TO BE DONE:
Reproduce, word for word, the stretch of the material below from the line containing "Question. Point out every instance of the black eyeglass" through the end of the material, including both ends.

------------------------------

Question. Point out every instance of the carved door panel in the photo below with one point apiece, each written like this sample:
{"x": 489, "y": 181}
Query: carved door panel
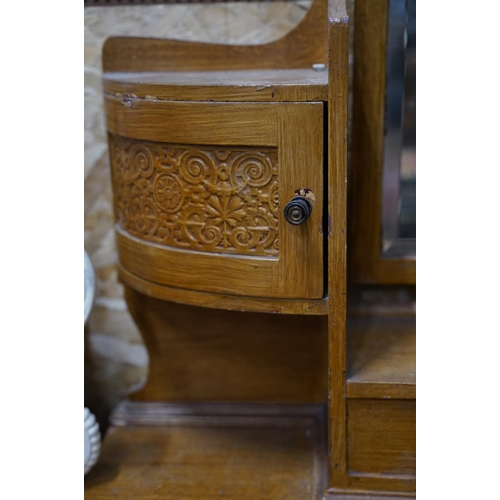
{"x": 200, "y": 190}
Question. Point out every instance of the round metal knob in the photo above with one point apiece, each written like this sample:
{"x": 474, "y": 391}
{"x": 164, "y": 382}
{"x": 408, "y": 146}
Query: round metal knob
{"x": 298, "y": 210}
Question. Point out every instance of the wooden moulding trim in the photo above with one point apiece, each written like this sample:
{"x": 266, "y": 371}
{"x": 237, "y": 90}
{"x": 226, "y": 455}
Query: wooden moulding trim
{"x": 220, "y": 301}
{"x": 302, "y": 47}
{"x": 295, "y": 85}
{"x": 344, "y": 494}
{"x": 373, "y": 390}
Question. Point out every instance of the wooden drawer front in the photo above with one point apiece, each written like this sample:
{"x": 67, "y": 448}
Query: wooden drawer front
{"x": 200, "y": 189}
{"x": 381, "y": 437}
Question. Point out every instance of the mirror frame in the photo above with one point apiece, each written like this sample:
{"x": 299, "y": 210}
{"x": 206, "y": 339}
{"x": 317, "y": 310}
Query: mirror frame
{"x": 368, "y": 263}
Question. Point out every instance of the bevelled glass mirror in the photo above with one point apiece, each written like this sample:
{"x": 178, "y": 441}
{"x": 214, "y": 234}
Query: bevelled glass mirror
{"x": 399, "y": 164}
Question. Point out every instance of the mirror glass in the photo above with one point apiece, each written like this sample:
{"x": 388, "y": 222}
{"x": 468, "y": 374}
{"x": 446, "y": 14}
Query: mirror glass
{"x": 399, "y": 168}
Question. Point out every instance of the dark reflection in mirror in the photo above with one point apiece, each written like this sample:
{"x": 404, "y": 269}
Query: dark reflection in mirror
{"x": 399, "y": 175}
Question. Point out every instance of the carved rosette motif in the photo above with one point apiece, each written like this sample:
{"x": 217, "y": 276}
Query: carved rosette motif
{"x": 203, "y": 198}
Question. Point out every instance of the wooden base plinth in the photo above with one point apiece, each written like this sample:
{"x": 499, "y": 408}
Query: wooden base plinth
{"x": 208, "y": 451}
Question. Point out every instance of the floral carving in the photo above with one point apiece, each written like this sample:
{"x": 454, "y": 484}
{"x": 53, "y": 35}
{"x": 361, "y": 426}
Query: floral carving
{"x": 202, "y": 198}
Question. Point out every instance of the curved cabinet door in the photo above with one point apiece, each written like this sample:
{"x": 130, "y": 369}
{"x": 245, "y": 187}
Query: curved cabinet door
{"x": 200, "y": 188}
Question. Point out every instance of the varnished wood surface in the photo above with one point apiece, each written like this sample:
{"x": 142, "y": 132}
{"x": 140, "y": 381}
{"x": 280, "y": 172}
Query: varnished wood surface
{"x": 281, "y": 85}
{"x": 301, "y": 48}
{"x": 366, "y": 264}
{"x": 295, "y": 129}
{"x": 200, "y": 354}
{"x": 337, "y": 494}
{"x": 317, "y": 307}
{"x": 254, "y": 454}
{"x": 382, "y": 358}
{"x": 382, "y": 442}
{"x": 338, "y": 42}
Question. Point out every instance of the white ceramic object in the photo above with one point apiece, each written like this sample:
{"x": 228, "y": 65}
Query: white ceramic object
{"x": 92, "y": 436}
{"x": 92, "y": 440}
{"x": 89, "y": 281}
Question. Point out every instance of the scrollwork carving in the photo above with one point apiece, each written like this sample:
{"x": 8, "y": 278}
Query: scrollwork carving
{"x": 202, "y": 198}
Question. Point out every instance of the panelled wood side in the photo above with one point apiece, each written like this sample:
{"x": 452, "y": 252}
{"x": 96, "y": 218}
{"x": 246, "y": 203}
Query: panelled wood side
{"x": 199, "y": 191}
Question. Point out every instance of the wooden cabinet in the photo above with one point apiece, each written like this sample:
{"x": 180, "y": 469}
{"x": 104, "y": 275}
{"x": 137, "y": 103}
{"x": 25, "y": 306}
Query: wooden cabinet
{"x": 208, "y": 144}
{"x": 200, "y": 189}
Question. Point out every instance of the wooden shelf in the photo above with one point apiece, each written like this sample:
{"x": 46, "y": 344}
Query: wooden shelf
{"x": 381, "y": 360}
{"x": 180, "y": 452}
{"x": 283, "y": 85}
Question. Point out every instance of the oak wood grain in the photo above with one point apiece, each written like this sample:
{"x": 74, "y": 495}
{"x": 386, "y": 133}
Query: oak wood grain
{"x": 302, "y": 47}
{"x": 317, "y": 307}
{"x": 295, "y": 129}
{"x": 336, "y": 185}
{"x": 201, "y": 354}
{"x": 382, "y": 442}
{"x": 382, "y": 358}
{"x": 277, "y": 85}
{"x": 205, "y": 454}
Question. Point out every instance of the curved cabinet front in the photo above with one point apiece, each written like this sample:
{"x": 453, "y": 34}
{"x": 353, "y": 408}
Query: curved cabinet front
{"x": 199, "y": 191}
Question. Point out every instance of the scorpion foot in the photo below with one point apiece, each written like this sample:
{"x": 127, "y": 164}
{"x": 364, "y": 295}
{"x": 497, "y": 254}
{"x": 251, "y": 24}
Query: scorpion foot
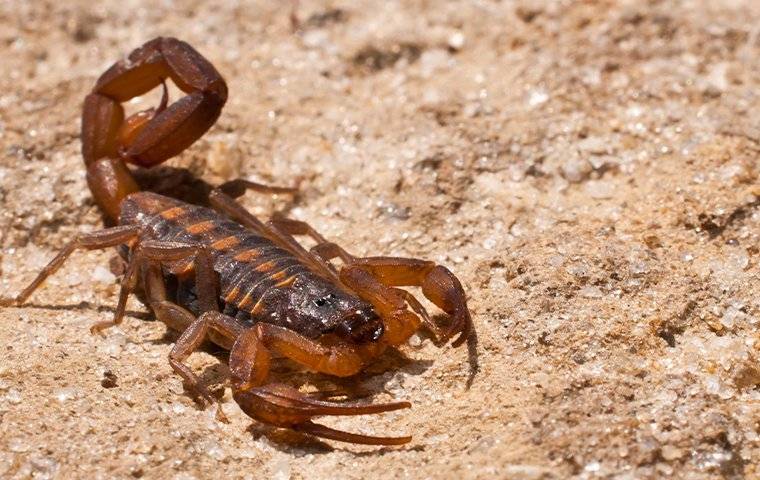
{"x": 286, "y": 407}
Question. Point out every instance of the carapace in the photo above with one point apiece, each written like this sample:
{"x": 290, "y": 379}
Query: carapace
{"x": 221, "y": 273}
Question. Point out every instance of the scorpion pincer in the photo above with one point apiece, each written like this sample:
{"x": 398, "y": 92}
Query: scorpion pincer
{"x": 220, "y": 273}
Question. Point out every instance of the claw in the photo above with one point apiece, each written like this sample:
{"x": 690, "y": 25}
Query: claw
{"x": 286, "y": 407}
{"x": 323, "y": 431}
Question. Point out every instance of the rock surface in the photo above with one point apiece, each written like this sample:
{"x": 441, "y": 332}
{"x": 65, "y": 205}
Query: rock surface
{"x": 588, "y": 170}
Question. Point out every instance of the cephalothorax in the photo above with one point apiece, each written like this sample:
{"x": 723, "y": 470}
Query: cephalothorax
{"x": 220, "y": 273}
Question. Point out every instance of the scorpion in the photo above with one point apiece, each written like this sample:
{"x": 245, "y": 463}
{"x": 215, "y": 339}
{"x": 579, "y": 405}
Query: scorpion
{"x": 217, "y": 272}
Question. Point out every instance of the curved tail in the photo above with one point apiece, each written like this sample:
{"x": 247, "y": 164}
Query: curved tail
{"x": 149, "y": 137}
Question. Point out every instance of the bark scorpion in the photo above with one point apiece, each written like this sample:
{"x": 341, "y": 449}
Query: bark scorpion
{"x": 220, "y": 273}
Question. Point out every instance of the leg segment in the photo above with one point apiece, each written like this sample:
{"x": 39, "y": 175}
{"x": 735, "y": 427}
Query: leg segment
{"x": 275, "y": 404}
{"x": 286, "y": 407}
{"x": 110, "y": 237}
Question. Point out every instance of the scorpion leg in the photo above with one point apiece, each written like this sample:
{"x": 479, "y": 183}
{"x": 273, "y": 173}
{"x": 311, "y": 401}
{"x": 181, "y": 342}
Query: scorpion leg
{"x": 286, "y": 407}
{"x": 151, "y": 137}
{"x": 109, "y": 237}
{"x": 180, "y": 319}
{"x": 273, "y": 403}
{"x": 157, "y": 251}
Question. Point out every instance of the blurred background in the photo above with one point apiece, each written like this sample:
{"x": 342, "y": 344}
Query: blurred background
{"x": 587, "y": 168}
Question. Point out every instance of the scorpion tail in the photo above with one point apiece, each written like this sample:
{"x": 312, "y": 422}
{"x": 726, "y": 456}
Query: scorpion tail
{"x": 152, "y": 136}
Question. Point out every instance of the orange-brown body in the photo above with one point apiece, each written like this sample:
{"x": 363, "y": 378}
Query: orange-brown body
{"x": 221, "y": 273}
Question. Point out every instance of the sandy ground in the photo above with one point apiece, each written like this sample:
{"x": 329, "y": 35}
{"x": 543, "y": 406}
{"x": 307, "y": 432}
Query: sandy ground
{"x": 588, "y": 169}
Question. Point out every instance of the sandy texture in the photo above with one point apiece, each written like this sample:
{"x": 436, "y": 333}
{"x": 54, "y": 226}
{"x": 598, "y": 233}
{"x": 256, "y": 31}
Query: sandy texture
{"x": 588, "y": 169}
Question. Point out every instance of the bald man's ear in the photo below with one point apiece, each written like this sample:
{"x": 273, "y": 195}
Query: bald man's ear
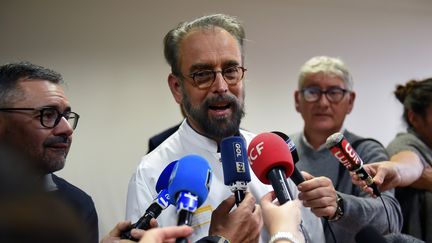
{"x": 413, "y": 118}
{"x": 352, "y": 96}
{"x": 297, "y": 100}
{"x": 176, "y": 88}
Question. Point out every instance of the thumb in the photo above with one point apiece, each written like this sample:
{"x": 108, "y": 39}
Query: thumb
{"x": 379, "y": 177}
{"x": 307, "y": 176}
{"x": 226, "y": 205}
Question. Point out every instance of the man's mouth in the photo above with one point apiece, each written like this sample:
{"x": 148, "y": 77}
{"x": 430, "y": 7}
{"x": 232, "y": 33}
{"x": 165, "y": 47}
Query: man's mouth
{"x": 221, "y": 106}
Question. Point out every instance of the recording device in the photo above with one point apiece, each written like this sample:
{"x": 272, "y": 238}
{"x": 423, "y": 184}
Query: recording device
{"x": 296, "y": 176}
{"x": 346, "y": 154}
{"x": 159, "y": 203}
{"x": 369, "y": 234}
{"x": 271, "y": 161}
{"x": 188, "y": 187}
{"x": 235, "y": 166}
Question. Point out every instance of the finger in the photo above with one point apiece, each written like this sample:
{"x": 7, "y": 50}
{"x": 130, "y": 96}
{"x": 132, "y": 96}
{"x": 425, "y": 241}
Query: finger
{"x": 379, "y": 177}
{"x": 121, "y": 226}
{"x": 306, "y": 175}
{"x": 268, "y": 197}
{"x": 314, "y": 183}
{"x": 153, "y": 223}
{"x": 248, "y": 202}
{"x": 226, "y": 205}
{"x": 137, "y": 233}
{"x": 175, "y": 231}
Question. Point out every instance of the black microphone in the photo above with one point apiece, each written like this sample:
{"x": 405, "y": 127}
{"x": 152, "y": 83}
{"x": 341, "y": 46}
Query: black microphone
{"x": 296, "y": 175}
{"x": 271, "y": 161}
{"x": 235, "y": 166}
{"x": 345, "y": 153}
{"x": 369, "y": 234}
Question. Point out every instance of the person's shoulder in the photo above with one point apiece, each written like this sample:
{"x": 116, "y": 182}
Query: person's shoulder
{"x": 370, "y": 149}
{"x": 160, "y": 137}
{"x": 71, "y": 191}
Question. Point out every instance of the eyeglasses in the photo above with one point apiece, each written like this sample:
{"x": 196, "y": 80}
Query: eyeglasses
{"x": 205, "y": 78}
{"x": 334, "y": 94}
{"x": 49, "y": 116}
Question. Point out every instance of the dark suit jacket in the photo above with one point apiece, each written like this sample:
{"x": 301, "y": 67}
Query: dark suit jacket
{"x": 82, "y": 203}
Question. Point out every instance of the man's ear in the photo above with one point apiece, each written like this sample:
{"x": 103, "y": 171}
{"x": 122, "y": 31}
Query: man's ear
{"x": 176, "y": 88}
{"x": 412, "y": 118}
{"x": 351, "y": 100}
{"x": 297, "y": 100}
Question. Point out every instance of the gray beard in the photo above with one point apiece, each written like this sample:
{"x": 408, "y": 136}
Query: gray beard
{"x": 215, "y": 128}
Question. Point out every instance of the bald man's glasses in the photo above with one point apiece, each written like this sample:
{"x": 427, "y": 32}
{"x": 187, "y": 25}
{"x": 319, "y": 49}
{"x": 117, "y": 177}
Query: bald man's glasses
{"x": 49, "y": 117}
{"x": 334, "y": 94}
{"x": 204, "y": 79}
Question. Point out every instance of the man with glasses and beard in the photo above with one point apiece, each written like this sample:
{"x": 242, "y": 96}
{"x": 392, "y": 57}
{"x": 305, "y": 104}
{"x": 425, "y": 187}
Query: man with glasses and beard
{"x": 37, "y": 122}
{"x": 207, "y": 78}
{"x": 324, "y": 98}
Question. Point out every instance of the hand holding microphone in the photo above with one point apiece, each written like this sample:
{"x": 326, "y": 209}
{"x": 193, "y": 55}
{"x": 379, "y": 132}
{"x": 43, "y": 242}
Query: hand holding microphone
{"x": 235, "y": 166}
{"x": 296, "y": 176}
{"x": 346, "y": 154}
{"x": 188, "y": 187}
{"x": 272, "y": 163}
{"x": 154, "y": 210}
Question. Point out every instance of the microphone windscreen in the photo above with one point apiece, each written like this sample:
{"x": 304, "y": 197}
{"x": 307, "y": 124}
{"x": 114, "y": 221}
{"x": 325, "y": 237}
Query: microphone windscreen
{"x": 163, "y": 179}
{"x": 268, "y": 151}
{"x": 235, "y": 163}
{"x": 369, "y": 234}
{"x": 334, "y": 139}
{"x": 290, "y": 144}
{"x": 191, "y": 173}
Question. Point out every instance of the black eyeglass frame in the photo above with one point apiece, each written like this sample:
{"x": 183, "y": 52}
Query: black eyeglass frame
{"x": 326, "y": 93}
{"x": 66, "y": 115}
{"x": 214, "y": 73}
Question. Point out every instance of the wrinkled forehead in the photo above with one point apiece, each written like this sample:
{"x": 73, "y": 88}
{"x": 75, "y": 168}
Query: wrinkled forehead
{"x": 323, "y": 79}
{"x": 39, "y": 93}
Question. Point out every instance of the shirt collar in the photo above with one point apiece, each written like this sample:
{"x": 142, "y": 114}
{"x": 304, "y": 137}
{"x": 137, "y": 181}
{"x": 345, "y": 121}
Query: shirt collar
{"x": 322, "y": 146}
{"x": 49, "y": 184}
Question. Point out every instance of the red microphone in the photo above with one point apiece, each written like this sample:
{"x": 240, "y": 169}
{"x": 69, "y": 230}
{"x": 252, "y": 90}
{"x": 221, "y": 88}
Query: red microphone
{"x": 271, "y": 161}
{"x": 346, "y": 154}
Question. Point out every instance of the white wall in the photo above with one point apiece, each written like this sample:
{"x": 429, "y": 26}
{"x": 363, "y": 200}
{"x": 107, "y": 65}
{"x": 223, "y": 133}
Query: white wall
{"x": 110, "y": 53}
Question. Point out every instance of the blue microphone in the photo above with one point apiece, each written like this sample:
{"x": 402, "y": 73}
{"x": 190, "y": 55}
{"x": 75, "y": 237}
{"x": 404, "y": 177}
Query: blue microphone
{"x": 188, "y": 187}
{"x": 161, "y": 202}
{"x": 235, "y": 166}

------------------------------

EXERCISE RESULT:
Question. Point out every instance of the black eyeglass frame in the photo above with one point apiece, each written like this sample:
{"x": 183, "y": 52}
Query: black eyeglass frame
{"x": 326, "y": 93}
{"x": 66, "y": 115}
{"x": 214, "y": 73}
Question. Point out every instance of the wrinkled forehead in the photo above with one point apiece, each written like this sample:
{"x": 73, "y": 88}
{"x": 75, "y": 168}
Query: wrinkled forehead
{"x": 323, "y": 79}
{"x": 39, "y": 93}
Question. Point out every instance of the shirt collar in the photo above with one point apiece, each written like this sample:
{"x": 142, "y": 114}
{"x": 304, "y": 137}
{"x": 137, "y": 181}
{"x": 345, "y": 121}
Query: shirt collar
{"x": 322, "y": 146}
{"x": 49, "y": 184}
Question. Point out every instance of the red microphone in the photo above with one point apiece, each written like this sample:
{"x": 240, "y": 169}
{"x": 69, "y": 230}
{"x": 252, "y": 90}
{"x": 221, "y": 88}
Query: red microphone
{"x": 271, "y": 161}
{"x": 346, "y": 154}
Question. Point out every instance of the white wall in the photo above with one point apiece, each written like this sample:
{"x": 429, "y": 26}
{"x": 363, "y": 200}
{"x": 107, "y": 65}
{"x": 223, "y": 133}
Query: white wall
{"x": 110, "y": 53}
Question. Point out every instance of the blue microphone in the photo above with one point apiece, each written like this sample:
{"x": 402, "y": 73}
{"x": 190, "y": 55}
{"x": 75, "y": 237}
{"x": 404, "y": 177}
Query: blue microphone
{"x": 188, "y": 187}
{"x": 161, "y": 202}
{"x": 235, "y": 166}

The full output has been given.